TASK ITEM
Please give an exact copy of every line from the one holding "is the sky?" through the final line of the records below.

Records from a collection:
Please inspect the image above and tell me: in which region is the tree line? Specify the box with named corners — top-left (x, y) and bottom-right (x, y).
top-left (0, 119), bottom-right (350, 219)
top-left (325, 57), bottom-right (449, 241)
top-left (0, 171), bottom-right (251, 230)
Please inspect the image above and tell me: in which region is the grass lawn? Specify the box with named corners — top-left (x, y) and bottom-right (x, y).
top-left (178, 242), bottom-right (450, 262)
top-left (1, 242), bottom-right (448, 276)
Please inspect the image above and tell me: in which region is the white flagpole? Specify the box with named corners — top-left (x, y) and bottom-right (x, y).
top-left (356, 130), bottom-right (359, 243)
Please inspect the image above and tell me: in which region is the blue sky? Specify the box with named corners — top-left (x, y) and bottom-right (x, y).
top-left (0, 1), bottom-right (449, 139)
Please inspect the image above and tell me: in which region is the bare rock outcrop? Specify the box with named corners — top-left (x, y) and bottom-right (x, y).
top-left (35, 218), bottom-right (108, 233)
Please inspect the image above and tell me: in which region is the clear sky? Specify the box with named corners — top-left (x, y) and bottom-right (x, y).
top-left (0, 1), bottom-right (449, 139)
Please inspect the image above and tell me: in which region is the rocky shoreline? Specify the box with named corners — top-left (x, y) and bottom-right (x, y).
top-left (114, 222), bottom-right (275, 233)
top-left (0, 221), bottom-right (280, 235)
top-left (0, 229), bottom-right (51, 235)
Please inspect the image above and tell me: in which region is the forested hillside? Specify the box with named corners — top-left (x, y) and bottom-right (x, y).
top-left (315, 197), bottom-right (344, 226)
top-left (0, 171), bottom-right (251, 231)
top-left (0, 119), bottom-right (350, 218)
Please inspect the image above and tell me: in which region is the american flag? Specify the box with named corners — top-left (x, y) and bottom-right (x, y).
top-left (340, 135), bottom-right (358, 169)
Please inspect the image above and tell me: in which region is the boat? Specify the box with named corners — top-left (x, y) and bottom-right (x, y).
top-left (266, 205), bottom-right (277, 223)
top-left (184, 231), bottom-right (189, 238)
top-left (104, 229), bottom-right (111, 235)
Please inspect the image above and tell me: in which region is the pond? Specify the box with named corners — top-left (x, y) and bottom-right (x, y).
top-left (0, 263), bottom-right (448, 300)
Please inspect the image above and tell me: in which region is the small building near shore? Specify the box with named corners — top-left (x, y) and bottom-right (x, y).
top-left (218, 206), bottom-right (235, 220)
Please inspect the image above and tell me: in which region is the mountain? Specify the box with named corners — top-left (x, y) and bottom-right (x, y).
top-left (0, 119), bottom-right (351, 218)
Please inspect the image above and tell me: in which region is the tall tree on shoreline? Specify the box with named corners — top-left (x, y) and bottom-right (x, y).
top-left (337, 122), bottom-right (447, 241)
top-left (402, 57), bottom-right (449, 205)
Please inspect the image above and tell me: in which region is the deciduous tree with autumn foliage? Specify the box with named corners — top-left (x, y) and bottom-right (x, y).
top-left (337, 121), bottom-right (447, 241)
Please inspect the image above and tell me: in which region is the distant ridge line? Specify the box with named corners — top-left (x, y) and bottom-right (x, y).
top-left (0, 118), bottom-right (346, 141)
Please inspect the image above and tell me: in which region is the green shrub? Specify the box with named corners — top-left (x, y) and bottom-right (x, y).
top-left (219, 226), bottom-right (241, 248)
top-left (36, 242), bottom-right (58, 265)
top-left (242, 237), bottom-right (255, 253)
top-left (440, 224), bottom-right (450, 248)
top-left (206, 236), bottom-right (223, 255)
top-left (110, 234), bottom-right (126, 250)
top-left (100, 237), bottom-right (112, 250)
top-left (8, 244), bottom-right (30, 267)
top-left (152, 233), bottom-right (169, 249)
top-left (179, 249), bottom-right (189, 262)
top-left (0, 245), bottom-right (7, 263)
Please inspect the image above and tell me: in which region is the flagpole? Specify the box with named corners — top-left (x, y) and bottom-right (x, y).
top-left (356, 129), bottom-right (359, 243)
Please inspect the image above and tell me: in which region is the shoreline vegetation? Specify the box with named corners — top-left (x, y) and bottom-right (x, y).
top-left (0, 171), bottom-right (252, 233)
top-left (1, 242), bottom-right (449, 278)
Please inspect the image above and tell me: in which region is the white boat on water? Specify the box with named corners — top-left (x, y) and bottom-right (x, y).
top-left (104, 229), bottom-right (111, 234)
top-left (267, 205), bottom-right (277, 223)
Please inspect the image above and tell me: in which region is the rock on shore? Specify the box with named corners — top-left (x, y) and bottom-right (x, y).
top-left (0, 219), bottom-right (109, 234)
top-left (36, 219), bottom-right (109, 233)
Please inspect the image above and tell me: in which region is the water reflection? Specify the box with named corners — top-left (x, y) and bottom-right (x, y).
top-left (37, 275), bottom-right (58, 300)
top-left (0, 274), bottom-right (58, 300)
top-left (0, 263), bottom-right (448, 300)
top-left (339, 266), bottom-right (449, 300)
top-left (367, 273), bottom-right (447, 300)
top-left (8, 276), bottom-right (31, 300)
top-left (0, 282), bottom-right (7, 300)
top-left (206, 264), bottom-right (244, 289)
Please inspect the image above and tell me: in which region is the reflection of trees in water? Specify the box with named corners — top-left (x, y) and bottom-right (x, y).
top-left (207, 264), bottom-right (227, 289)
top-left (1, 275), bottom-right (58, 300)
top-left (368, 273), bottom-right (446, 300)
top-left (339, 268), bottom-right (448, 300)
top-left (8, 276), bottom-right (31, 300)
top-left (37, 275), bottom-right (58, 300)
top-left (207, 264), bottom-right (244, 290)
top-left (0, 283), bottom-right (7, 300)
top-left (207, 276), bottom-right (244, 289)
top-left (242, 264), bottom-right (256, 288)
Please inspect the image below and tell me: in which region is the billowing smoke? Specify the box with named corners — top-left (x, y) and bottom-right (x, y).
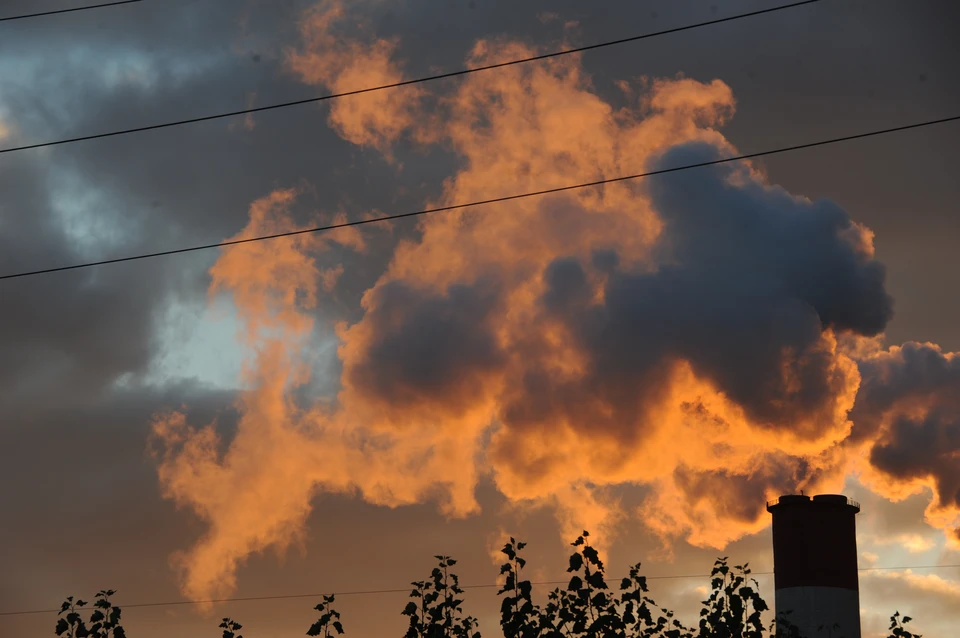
top-left (150, 0), bottom-right (956, 600)
top-left (284, 0), bottom-right (426, 152)
top-left (850, 342), bottom-right (960, 544)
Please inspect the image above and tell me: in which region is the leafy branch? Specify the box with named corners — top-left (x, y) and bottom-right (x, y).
top-left (56, 590), bottom-right (126, 638)
top-left (307, 594), bottom-right (345, 637)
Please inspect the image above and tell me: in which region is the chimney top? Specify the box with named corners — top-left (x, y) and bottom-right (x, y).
top-left (766, 493), bottom-right (860, 513)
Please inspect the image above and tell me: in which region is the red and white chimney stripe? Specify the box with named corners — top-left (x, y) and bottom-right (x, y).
top-left (767, 494), bottom-right (862, 638)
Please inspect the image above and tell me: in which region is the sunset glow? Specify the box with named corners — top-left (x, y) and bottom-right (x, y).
top-left (2, 1), bottom-right (958, 637)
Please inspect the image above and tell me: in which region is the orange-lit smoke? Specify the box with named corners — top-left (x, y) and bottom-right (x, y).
top-left (151, 3), bottom-right (950, 600)
top-left (848, 342), bottom-right (960, 549)
top-left (285, 0), bottom-right (424, 153)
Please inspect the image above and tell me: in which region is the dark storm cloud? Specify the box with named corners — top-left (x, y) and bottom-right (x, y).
top-left (0, 149), bottom-right (164, 402)
top-left (3, 0), bottom-right (329, 248)
top-left (0, 1), bottom-right (253, 399)
top-left (0, 0), bottom-right (385, 404)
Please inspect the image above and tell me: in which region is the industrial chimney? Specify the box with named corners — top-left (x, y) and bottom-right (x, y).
top-left (766, 494), bottom-right (861, 638)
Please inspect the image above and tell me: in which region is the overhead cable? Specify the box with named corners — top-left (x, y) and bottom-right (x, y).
top-left (0, 0), bottom-right (142, 23)
top-left (1, 113), bottom-right (957, 283)
top-left (2, 563), bottom-right (957, 617)
top-left (0, 0), bottom-right (820, 154)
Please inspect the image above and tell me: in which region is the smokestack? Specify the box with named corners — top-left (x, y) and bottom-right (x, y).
top-left (767, 494), bottom-right (861, 638)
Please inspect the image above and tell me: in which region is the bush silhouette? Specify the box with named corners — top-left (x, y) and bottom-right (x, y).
top-left (57, 532), bottom-right (923, 638)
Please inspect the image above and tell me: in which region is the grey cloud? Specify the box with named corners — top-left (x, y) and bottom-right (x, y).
top-left (0, 0), bottom-right (387, 406)
top-left (0, 157), bottom-right (167, 402)
top-left (0, 2), bottom-right (252, 403)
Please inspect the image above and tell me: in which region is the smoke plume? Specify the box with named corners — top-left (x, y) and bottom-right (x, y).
top-left (150, 1), bottom-right (958, 599)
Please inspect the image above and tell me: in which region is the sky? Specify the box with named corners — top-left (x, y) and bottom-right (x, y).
top-left (0, 0), bottom-right (959, 637)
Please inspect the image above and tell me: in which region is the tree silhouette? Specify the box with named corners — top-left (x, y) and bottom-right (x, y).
top-left (56, 533), bottom-right (924, 638)
top-left (497, 538), bottom-right (543, 638)
top-left (402, 555), bottom-right (481, 638)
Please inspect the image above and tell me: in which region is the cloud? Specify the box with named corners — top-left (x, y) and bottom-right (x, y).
top-left (863, 533), bottom-right (937, 554)
top-left (879, 570), bottom-right (960, 599)
top-left (0, 158), bottom-right (180, 406)
top-left (285, 0), bottom-right (424, 152)
top-left (2, 2), bottom-right (957, 634)
top-left (850, 342), bottom-right (960, 546)
top-left (151, 189), bottom-right (489, 599)
top-left (147, 8), bottom-right (921, 599)
top-left (861, 569), bottom-right (960, 637)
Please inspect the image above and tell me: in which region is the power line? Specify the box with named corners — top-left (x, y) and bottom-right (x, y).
top-left (0, 0), bottom-right (821, 155)
top-left (2, 564), bottom-right (957, 617)
top-left (1, 113), bottom-right (957, 283)
top-left (0, 0), bottom-right (142, 23)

ANSWER TO THIS EXERCISE
Please inspect the image above and tell me: in which region is the sky? Specify the box with named corners — top-left (x, y) and bottom-right (x, y).
top-left (0, 0), bottom-right (959, 637)
Please inspect the image above and tell me: in which region is the tree silhouette? Specify the box with named corners — top-left (x, y) and bottom-right (x, y).
top-left (56, 533), bottom-right (924, 638)
top-left (497, 538), bottom-right (543, 638)
top-left (402, 555), bottom-right (481, 638)
Please inspect the image above and tell me: in which region is the cloud? Specify the box with named corners — top-left (x, y) and bottom-right (x, y).
top-left (863, 533), bottom-right (937, 554)
top-left (879, 570), bottom-right (960, 599)
top-left (0, 158), bottom-right (180, 406)
top-left (285, 0), bottom-right (424, 152)
top-left (2, 2), bottom-right (957, 634)
top-left (850, 342), bottom-right (960, 546)
top-left (151, 189), bottom-right (489, 599)
top-left (147, 8), bottom-right (921, 599)
top-left (861, 569), bottom-right (960, 637)
Please inspect the image above and tell me: in which region is the power line? Specify the box with named corners — top-left (x, y) and bottom-right (x, y).
top-left (0, 0), bottom-right (821, 155)
top-left (2, 564), bottom-right (957, 617)
top-left (1, 113), bottom-right (957, 283)
top-left (0, 0), bottom-right (142, 23)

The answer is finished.